### [WORK REQUEST]
Where the data below begins, start duplicating lines exactly, and finish with the line containing "box: [0, 139, 167, 309]"; add nothing else. Leave the pictures out.
-------- SUPPLIED ENTRIES
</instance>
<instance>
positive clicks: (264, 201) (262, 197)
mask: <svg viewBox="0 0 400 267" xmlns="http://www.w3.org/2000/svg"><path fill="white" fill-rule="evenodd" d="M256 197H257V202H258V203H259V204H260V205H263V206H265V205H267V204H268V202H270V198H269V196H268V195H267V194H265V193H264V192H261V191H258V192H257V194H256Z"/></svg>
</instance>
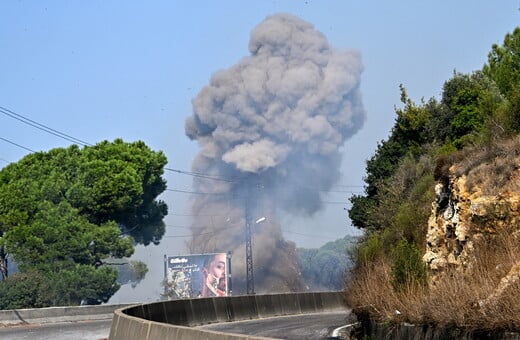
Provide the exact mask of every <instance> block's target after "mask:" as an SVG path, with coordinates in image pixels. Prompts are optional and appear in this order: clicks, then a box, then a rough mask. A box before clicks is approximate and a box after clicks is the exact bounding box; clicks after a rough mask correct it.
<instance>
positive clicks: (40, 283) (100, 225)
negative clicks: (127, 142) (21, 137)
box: [0, 139, 167, 309]
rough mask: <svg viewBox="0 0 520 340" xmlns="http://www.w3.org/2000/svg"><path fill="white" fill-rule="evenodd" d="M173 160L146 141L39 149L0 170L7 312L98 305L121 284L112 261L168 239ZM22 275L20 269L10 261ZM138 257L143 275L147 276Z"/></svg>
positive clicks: (117, 141)
mask: <svg viewBox="0 0 520 340" xmlns="http://www.w3.org/2000/svg"><path fill="white" fill-rule="evenodd" d="M166 162H167V161H166V157H165V156H164V155H163V153H162V152H154V151H152V150H150V149H149V148H148V147H147V146H146V145H145V144H144V143H143V142H135V143H125V142H123V141H122V140H119V139H118V140H115V141H114V142H112V143H110V142H107V141H105V142H101V143H98V144H97V145H95V146H87V147H84V148H79V147H78V146H76V145H72V146H70V147H68V148H60V149H53V150H50V151H48V152H37V153H32V154H29V155H27V156H25V157H24V158H22V159H21V160H20V161H19V162H17V163H12V164H9V165H8V166H6V167H5V168H3V169H2V170H1V171H0V272H1V278H2V281H0V309H12V308H30V307H45V306H56V305H78V304H81V303H88V304H98V303H102V302H106V301H108V299H109V298H110V297H111V296H112V295H113V294H114V293H115V292H116V291H117V290H118V289H119V284H118V283H117V281H116V280H117V277H118V270H116V269H115V268H113V267H111V266H110V264H111V262H113V261H107V259H109V258H110V259H114V258H115V259H117V258H125V257H129V256H130V255H132V253H133V251H134V244H135V243H140V244H145V245H146V244H149V243H150V242H153V243H158V242H159V241H160V239H161V237H162V235H163V234H164V231H165V226H164V223H163V221H162V219H163V217H164V216H165V215H166V214H167V206H166V204H165V203H164V202H162V201H159V200H157V199H156V198H157V196H158V195H159V194H160V193H162V192H163V191H164V190H165V188H166V182H165V181H164V179H163V178H162V173H163V167H164V166H165V164H166ZM10 259H12V260H14V261H15V262H16V264H17V267H18V270H19V271H18V272H17V273H15V274H13V275H10V273H8V271H7V268H8V266H7V261H8V260H10ZM142 265H143V264H142V263H141V264H135V265H134V266H133V267H135V268H134V269H135V270H134V271H135V273H136V274H135V276H136V278H135V280H139V279H140V278H142V276H143V275H144V274H145V273H146V268H143V266H142Z"/></svg>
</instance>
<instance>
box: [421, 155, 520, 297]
mask: <svg viewBox="0 0 520 340" xmlns="http://www.w3.org/2000/svg"><path fill="white" fill-rule="evenodd" d="M507 150H508V149H506V151H507ZM509 150H511V149H509ZM512 150H516V148H513V149H512ZM498 151H503V152H497V151H496V150H494V153H492V152H490V151H489V150H485V151H481V153H477V154H475V159H473V160H472V161H468V160H461V161H459V162H454V163H453V164H451V165H450V166H449V167H447V171H445V172H446V173H445V177H444V178H443V179H442V180H441V181H440V182H439V183H438V184H437V185H436V187H435V192H436V201H435V202H434V203H433V204H432V212H431V215H430V218H429V221H428V232H427V237H426V238H427V239H426V242H427V244H426V253H425V255H424V257H423V259H424V261H425V262H426V263H427V264H428V266H429V269H430V277H431V280H432V283H435V281H436V279H437V276H438V274H440V273H441V272H443V271H444V270H446V269H448V268H454V269H456V270H471V266H472V264H473V263H474V260H475V255H476V253H477V252H478V250H479V247H480V246H481V245H483V244H486V242H489V241H491V240H492V239H493V238H494V237H496V235H499V234H501V233H502V234H503V232H504V231H507V232H508V233H509V234H510V235H511V238H512V240H513V242H520V156H519V155H518V152H514V153H512V154H511V153H510V152H509V153H508V152H505V151H504V150H498ZM515 240H516V241H515ZM509 267H510V269H506V272H505V273H503V277H502V279H501V281H500V284H499V285H498V286H497V288H496V291H495V293H494V294H493V296H490V299H494V298H497V297H498V296H499V295H500V294H502V292H504V291H505V290H506V289H507V288H508V287H509V286H511V285H512V284H515V283H517V282H518V281H519V280H520V261H519V262H517V263H516V264H513V265H512V266H509Z"/></svg>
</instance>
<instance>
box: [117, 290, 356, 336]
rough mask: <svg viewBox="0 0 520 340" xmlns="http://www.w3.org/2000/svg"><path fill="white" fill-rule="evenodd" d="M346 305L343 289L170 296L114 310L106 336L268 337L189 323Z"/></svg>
mask: <svg viewBox="0 0 520 340" xmlns="http://www.w3.org/2000/svg"><path fill="white" fill-rule="evenodd" d="M347 309H348V308H347V306H346V304H345V301H344V292H324V293H295V294H270V295H244V296H232V297H215V298H200V299H192V300H170V301H163V302H156V303H152V304H144V305H137V306H131V307H124V308H120V309H117V310H115V311H114V318H113V321H112V327H111V329H110V336H109V339H110V340H132V339H143V340H152V339H166V340H170V339H172V340H173V339H185V340H203V339H216V340H246V339H249V340H251V339H268V338H263V337H253V336H247V335H239V334H228V333H221V332H214V331H209V330H203V329H197V328H191V326H198V325H203V324H208V323H215V322H228V321H240V320H249V319H256V318H265V317H274V316H282V315H295V314H302V313H315V312H326V311H333V310H345V312H346V311H347Z"/></svg>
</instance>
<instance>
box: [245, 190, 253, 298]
mask: <svg viewBox="0 0 520 340" xmlns="http://www.w3.org/2000/svg"><path fill="white" fill-rule="evenodd" d="M254 275H255V274H254V271H253V244H252V237H251V216H250V213H249V197H246V281H247V295H254V294H255V277H254Z"/></svg>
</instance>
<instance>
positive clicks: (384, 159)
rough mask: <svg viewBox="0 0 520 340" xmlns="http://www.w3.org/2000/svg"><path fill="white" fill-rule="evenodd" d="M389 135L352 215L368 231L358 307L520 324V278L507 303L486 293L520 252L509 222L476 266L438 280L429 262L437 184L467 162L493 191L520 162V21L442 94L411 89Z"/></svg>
mask: <svg viewBox="0 0 520 340" xmlns="http://www.w3.org/2000/svg"><path fill="white" fill-rule="evenodd" d="M400 90H401V102H402V107H399V108H396V110H395V111H396V119H395V124H394V126H393V128H392V130H391V131H390V134H389V137H388V138H387V139H386V140H383V141H381V142H379V143H378V145H377V148H376V151H375V153H374V155H373V156H372V157H371V158H370V159H369V160H368V161H367V164H366V177H365V182H366V184H365V193H364V194H363V195H357V196H353V197H352V198H351V202H352V207H351V209H350V210H349V216H350V218H351V220H352V223H353V224H354V225H355V226H357V227H358V228H360V229H361V230H363V231H364V236H363V237H362V239H361V241H360V242H359V243H358V244H357V246H356V247H355V249H354V250H353V251H352V257H353V261H354V269H353V270H352V273H351V274H350V275H349V276H348V277H349V279H348V281H347V283H346V284H347V291H346V296H347V299H348V300H349V302H350V305H351V306H352V307H353V308H354V310H355V311H356V312H357V313H364V314H365V315H367V314H368V315H370V317H372V318H373V319H376V320H382V321H396V322H399V321H407V322H412V323H434V324H440V325H457V326H464V327H468V328H480V329H482V327H487V328H492V329H503V330H516V331H518V330H520V285H519V284H515V285H513V286H512V288H511V289H510V290H508V291H507V293H505V294H504V295H502V296H501V297H500V298H499V299H498V300H497V302H495V303H492V304H491V303H487V302H486V297H489V296H490V295H491V294H493V290H494V289H496V287H497V286H498V285H499V283H500V278H501V277H502V276H503V275H504V273H507V272H509V270H510V269H511V268H512V267H513V266H514V265H515V261H518V259H519V258H520V244H519V243H520V242H519V240H518V239H517V238H515V237H513V236H512V230H517V229H518V226H508V228H505V230H504V231H503V234H500V235H497V236H496V237H495V239H494V241H493V242H494V243H493V244H491V243H492V242H489V244H482V245H479V247H480V248H479V249H480V250H479V252H478V254H477V258H476V260H475V261H476V262H475V264H474V267H473V270H472V271H467V272H465V273H460V272H445V273H444V274H443V275H442V276H441V277H440V278H439V279H438V281H436V283H435V285H429V284H428V281H429V278H428V269H427V267H426V266H425V264H424V262H423V261H422V255H423V254H424V251H425V247H426V239H425V236H426V228H427V221H428V217H429V215H430V213H431V207H432V202H433V201H434V200H435V196H434V185H435V183H437V182H439V181H444V180H446V170H447V169H448V167H449V166H450V165H451V164H454V163H457V164H458V165H459V169H460V170H459V171H460V172H461V173H460V174H462V173H467V172H469V171H470V170H472V169H474V168H476V167H477V165H482V164H484V166H480V167H479V170H478V171H480V173H479V174H473V176H472V179H471V181H469V182H468V183H466V185H467V186H485V190H487V191H488V192H487V194H496V192H495V193H493V192H494V191H496V190H497V188H500V186H501V185H502V184H503V183H505V181H506V179H507V178H509V176H510V175H511V174H512V172H513V171H515V170H517V169H518V167H519V166H520V165H519V164H515V162H514V160H513V161H512V160H511V159H513V158H512V157H510V156H511V155H517V154H518V152H519V151H518V150H520V139H519V137H518V136H519V134H520V28H516V29H515V30H514V31H513V32H511V33H508V34H507V35H506V36H505V39H504V41H503V44H501V45H498V44H497V45H493V46H492V47H491V51H490V52H489V54H488V60H487V63H486V64H485V65H484V66H483V68H482V69H481V70H476V71H474V72H472V73H470V74H462V73H459V72H454V73H453V76H452V78H451V79H448V80H447V81H446V82H445V83H444V86H443V88H442V94H441V96H440V98H431V99H429V100H424V99H422V100H421V101H420V102H419V103H415V102H413V101H412V100H411V99H410V98H409V97H408V95H407V93H406V89H405V88H404V86H401V88H400Z"/></svg>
----------------
### [EXERCISE ANSWER]
</instance>
<instance>
positive clicks: (264, 201) (262, 197)
mask: <svg viewBox="0 0 400 267" xmlns="http://www.w3.org/2000/svg"><path fill="white" fill-rule="evenodd" d="M256 197H257V202H258V203H259V204H260V205H263V206H265V205H267V204H268V202H270V198H269V196H268V195H267V194H265V193H264V192H261V191H258V192H257V194H256Z"/></svg>
</instance>
Provide the exact mask of every <instance> block's target after "mask:" as an SVG path, with coordinates in image pixels. Prompts are optional and appear in this order: clicks, then a box, then a rough mask. A box before clicks is approximate and a box after clicks is the exact bounding box; clicks after a rough mask correct it.
<instance>
positive clicks: (40, 283) (100, 225)
negative clicks: (127, 142) (21, 137)
box: [0, 139, 167, 309]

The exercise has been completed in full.